Говорят, Ярошенко, впрямь, писал картину, наглядевшись на гулянье, — по одним сведениям, в Калужской губернии, по другим — в Кисловодске; как бы там ни было, то, чего Ярошенко достиг в пейзаже — в кавказском пейзаже, — в картине вылилось: простор, много воздуха, чистый, звонкий цвет.
«На качелях», в отличие от других картин Ярошенко, картина веселая, юмор ее не надуман, натурален, не исключает, а подчеркивает сочувствие художника своим героям. Картина вообще очень естественная; настроение, в ней переданное, не привнесено, а идет как бы из нее.
«На качелях» — не однофигурная картина. Героев всего двое, солдат да служанка, но по задаче и по решению картина в полном смысле слова многофигурная: художник сумел естественно и точно передать взаимоотношения героев, достаточно полно сказать о каждом и обоих вместе.

* ЗАДАНИЕ: Перепишите, пожалуйста, фрагмент о картине «На качелях» от «Говорят, Ярошенко, впрямь, писал» до «как бы из нее.», поменяв «Кисловодске» на «Пятигорске». Строки с данными здесь не используются.

Данные для обнаружения объектов:

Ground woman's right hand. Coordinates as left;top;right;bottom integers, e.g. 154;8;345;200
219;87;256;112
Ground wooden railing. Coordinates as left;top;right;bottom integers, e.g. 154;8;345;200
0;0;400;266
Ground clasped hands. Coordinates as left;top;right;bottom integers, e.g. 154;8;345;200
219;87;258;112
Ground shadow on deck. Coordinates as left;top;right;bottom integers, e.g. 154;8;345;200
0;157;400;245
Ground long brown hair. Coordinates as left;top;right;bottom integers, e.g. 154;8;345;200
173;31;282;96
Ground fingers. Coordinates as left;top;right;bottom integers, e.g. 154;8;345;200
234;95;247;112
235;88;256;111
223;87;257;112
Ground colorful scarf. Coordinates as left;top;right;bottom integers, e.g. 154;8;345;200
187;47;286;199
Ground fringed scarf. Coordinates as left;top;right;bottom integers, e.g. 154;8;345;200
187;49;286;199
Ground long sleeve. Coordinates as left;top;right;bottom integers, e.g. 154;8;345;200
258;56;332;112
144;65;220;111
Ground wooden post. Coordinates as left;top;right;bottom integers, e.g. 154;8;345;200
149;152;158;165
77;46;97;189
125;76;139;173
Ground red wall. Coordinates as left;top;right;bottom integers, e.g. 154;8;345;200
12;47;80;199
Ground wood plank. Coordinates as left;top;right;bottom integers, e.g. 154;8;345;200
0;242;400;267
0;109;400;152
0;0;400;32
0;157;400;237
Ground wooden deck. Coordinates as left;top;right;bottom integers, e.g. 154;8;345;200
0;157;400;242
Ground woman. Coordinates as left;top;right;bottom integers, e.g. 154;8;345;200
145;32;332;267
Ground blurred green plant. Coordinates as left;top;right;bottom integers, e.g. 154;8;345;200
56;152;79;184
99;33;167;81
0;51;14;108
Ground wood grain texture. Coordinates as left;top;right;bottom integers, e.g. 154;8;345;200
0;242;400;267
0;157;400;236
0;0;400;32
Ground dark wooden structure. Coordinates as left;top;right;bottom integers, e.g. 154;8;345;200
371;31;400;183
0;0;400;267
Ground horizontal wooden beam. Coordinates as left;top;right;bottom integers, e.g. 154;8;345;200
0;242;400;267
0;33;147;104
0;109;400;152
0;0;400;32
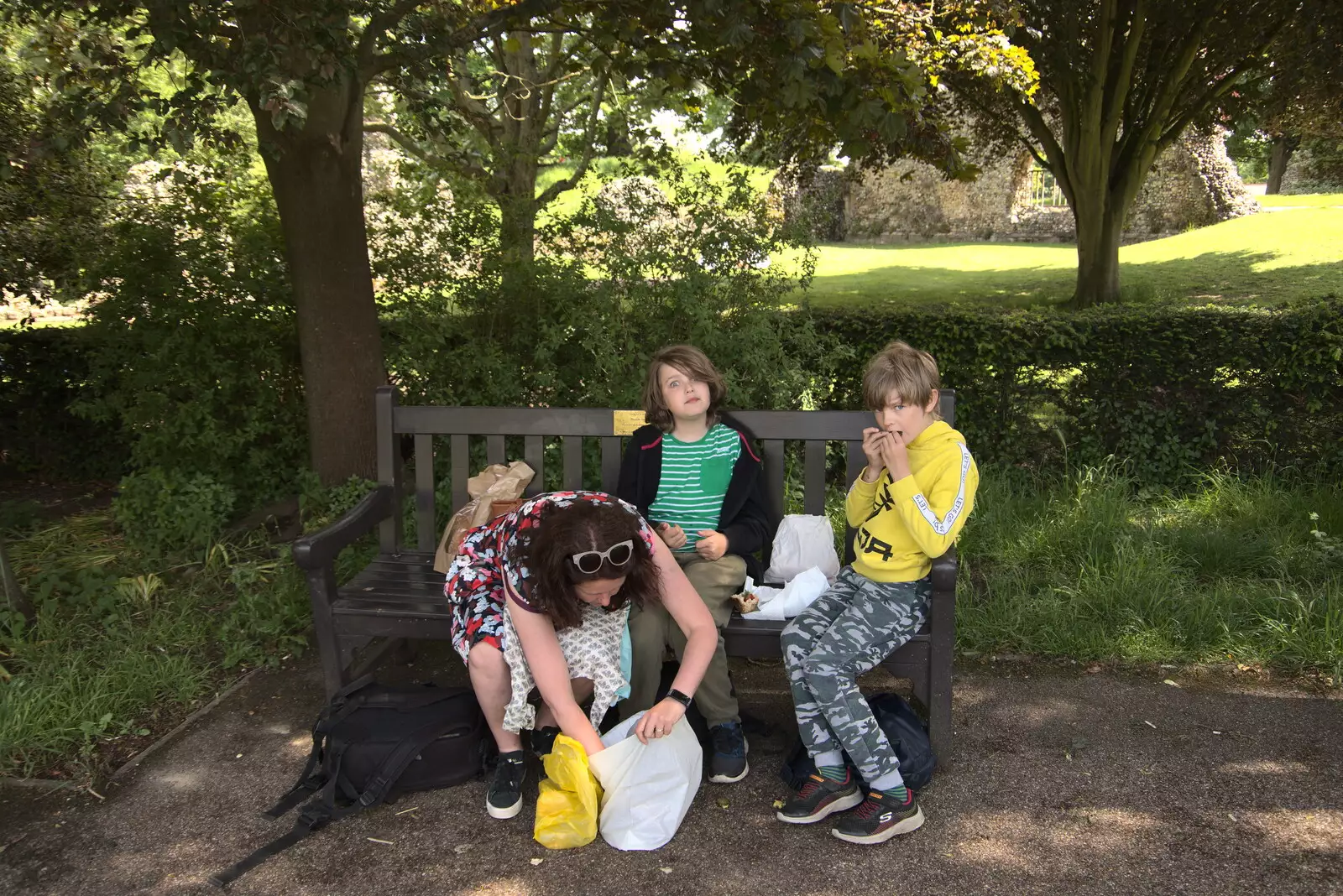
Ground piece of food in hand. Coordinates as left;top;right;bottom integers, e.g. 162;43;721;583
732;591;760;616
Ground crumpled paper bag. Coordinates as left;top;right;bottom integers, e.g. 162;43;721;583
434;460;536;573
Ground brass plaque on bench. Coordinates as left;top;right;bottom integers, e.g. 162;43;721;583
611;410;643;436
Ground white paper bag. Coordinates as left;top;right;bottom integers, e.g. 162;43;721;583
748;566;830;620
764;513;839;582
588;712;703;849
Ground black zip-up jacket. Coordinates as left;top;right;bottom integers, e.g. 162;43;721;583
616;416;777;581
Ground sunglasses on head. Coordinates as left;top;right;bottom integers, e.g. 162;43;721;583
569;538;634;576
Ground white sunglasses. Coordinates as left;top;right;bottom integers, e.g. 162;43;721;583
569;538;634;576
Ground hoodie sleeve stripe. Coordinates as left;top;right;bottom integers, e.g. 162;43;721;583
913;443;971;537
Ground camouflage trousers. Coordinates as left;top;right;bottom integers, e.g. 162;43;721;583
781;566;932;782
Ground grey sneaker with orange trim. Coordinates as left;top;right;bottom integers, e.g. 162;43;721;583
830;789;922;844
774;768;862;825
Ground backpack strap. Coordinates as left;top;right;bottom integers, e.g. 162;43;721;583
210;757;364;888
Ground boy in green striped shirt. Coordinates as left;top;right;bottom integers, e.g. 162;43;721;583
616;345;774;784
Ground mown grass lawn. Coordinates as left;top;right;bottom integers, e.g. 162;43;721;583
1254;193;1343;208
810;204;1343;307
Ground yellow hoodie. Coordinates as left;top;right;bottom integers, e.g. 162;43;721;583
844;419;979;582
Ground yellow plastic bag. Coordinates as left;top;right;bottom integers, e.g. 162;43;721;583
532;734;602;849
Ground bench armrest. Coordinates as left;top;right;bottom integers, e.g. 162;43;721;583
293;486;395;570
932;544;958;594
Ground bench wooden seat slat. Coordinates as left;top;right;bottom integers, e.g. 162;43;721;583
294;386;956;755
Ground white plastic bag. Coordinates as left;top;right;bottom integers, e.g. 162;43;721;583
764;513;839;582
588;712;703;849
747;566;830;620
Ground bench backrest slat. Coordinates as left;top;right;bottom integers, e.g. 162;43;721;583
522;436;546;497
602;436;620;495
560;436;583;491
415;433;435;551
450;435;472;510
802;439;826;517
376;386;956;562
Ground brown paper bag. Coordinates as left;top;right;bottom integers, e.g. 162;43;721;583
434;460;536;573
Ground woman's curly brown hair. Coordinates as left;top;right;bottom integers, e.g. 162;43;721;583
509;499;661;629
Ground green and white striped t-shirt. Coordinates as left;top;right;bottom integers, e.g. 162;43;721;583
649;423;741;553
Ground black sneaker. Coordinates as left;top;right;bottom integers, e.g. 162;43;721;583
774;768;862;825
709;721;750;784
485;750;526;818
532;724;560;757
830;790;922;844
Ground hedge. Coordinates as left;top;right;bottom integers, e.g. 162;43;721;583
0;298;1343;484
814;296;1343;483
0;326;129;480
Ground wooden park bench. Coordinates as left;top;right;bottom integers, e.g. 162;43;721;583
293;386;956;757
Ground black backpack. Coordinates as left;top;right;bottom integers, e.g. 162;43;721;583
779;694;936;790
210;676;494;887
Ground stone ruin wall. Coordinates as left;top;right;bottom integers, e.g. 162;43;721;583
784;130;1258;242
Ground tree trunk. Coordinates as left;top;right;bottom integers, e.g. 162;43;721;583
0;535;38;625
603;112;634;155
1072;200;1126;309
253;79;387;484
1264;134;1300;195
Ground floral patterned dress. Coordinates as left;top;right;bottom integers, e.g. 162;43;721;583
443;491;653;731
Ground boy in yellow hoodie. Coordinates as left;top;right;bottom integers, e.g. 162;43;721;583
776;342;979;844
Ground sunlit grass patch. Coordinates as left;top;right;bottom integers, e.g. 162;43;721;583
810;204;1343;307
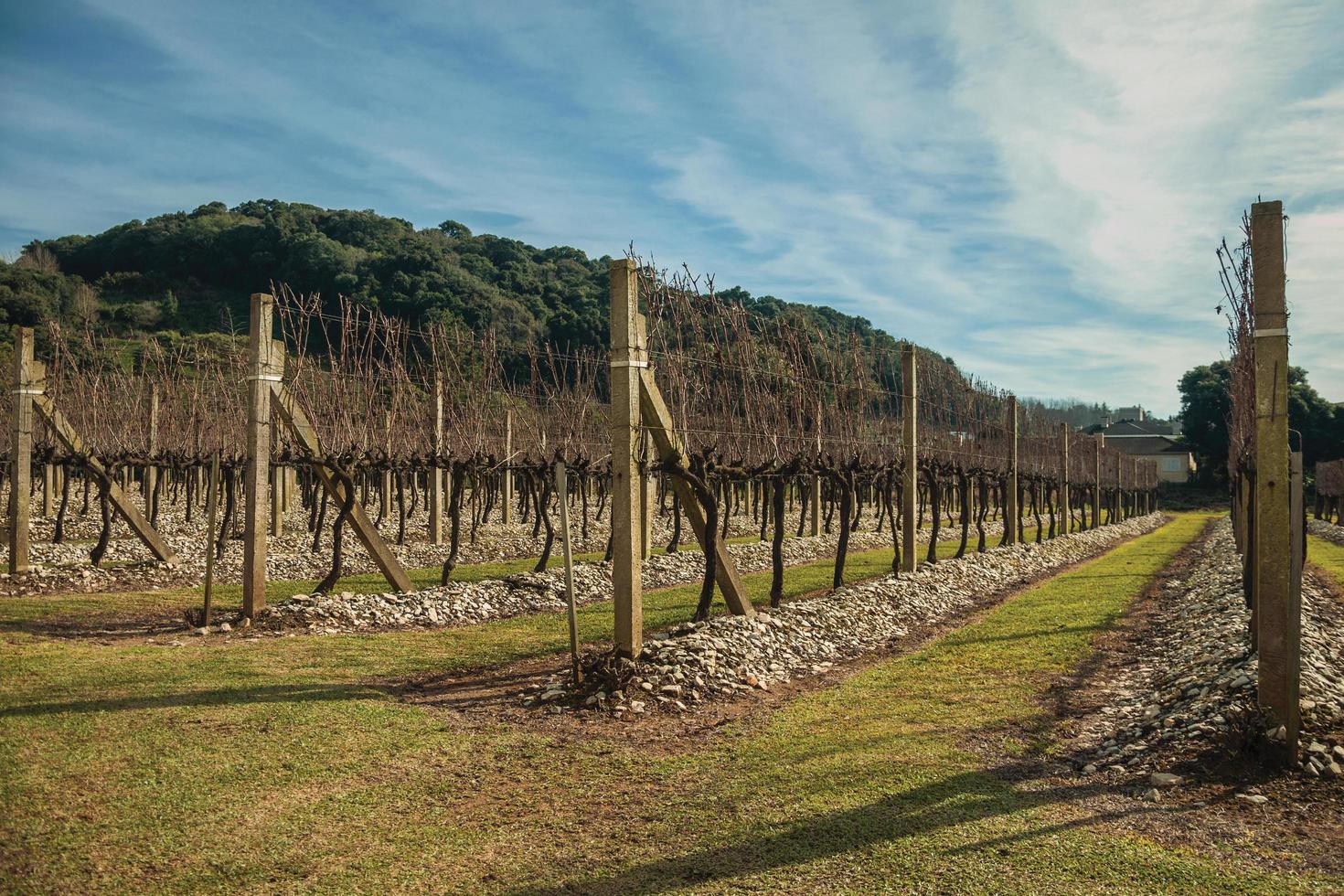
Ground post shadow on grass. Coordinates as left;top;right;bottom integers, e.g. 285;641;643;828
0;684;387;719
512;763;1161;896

...

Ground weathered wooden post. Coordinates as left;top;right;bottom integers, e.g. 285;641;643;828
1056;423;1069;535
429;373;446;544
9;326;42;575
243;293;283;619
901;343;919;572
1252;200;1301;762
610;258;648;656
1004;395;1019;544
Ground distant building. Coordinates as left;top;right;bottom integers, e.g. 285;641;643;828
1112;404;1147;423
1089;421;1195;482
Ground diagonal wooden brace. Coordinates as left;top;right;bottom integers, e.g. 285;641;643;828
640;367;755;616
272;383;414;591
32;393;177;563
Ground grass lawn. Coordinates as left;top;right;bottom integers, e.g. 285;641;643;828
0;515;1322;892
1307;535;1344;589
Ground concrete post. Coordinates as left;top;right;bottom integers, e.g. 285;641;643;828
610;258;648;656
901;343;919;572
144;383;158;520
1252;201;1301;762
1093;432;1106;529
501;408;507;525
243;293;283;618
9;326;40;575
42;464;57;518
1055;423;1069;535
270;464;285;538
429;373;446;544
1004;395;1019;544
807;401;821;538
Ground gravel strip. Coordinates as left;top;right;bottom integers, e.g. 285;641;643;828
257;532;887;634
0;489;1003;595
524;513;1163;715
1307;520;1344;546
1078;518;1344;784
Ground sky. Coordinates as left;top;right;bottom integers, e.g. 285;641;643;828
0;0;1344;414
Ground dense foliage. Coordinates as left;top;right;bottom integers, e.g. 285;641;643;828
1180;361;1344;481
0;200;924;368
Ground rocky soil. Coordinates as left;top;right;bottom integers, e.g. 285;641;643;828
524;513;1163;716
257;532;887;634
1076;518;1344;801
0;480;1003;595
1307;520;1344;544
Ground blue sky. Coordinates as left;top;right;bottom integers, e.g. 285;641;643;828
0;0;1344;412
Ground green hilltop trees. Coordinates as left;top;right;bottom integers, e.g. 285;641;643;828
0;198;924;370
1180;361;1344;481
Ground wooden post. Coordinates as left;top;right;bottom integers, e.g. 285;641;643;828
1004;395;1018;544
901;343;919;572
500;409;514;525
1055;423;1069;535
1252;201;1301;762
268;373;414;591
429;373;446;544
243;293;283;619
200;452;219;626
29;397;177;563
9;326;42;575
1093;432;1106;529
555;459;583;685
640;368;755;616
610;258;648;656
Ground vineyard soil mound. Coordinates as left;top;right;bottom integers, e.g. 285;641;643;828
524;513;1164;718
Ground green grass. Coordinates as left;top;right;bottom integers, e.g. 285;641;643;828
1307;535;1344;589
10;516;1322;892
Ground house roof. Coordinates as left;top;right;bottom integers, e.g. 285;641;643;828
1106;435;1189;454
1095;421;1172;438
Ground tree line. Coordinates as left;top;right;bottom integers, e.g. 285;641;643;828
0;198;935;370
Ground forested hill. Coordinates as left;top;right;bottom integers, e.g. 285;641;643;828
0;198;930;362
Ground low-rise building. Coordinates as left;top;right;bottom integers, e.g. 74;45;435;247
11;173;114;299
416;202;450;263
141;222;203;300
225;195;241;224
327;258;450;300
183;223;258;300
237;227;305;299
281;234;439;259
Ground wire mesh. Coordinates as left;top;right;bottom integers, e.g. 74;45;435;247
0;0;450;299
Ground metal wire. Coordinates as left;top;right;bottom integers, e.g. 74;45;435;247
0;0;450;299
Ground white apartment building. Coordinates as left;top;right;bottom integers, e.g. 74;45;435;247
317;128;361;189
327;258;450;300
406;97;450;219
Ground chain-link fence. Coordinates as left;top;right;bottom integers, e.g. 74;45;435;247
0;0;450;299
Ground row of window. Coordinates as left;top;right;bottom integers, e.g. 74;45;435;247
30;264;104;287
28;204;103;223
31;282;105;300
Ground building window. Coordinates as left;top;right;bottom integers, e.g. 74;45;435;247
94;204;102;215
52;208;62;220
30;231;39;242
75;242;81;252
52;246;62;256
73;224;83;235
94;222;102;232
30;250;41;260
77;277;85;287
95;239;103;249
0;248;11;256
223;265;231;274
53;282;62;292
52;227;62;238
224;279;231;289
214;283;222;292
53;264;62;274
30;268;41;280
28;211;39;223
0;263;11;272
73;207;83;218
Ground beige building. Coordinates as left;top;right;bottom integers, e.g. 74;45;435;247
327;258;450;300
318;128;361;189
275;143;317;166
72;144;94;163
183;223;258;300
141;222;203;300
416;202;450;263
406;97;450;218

* ПОЛНЫЙ ОТВЕТ:
Говорят, Ярошенко, впрямь, писал картину, наглядевшись на гулянье, — по одним сведениям, в Калужской губернии, по другим — в Пятигорске; как бы там ни было, то, чего Ярошенко достиг в пейзаже — в кавказском пейзаже, — в картине вылилось: простор, много воздуха, чистый, звонкий цвет.
«На качелях», в отличие от других картин Ярошенко, картина веселая, юмор ее не надуман, натурален, не исключает, а подчеркивает сочувствие художника своим героям. Картина вообще очень естественная; настроение, в ней переданное, не привнесено, а идет как бы из нее.